▶ _Aim of the task_
Search the entries for the word "hair" and report each line that has it.

********************

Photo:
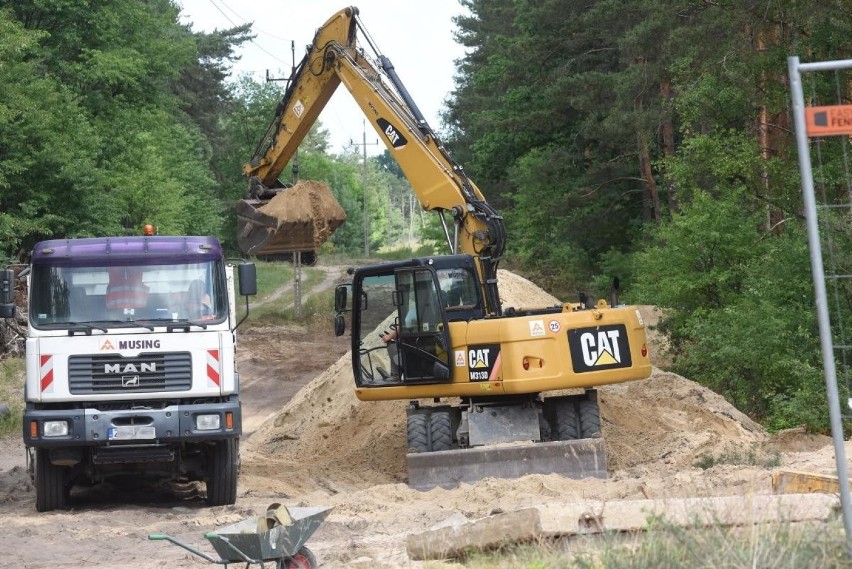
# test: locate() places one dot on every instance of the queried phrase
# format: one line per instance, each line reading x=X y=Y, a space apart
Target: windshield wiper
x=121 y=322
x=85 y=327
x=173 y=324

********************

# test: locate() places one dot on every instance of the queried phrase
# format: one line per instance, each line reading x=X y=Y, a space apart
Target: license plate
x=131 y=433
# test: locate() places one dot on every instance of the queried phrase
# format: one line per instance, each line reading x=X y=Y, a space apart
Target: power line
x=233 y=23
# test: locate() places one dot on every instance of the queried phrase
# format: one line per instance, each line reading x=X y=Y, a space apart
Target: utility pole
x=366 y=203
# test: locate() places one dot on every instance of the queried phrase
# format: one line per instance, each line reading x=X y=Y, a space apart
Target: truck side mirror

********************

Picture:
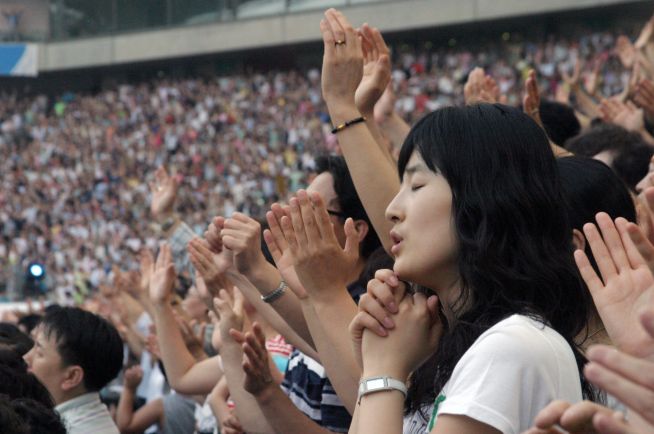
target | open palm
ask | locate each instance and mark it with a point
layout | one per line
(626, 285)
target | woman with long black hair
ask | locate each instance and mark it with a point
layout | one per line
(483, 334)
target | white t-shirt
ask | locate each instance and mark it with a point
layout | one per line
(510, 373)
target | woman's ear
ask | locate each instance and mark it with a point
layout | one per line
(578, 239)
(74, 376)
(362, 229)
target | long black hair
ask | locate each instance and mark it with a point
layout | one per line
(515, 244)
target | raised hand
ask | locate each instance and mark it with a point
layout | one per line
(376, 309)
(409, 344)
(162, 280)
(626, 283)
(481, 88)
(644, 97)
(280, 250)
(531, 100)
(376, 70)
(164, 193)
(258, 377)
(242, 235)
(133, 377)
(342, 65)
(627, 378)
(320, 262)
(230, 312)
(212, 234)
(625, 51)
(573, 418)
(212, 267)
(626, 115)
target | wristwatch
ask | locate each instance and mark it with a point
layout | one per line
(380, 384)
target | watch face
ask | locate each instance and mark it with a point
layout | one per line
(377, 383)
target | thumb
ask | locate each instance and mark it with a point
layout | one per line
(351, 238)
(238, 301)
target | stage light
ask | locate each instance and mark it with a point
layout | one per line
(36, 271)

********************

▶ _Response area_
target | woman with long black hair
target | long black hair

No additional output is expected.